Kemarin saya melewati para pedagang kuliner yang mangkal di portal samping rumah, terlihat sepi dari pembeli. Padahal biasanya ramai macam suasana di foodcourt mal-mal, jadilah saya bertanya kok sepi.
Berbarengan mereka menjawab, ada yang mengatakan alhamdulillah. Ada yang menjelaskan keadaan ini biasa terjadi saat liburan panjang yang umumnya dipergunakan untuk liburan ke luar kota.
Kata alhamdulillah acapkali mereka pakai bahkan di saat  situasi sedang tidak baik, macam saat saya sapa ketika mereka akan pulang ( karena mereka menitipkan bangku-bangku di teras belakang rumah ).
"Memang dagangannya sudah habis?"
"Alhamdulillah."
"Yah sayang, padahal saya pingin bubur polosan aja."

Tugas Latihan =
**1)** Ketik ulang sebagian teks tentang pedagang kuliner itu, mulai dari kata-kata yang memuat "Berbarengan mereka menjawab, ada" dan berhenti sesudah "ke luar kota.".
**2)** Menurut teks bacaan, di mana para pedagang menitipkan bangku-bangku mereka?
Materi yang menyusul sama sekali tidak dipakai di sini.

Data yang Diberikan =
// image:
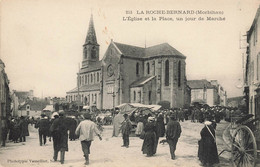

Jawaban Tugas =
**1)**
Berbarengan mereka menjawab, ada yang mengatakan alhamdulillah. Ada yang menjelaskan keadaan ini biasa terjadi saat liburan panjang yang umumnya dipergunakan untuk liburan ke luar kota.

**2)** Di teras belakang rumah.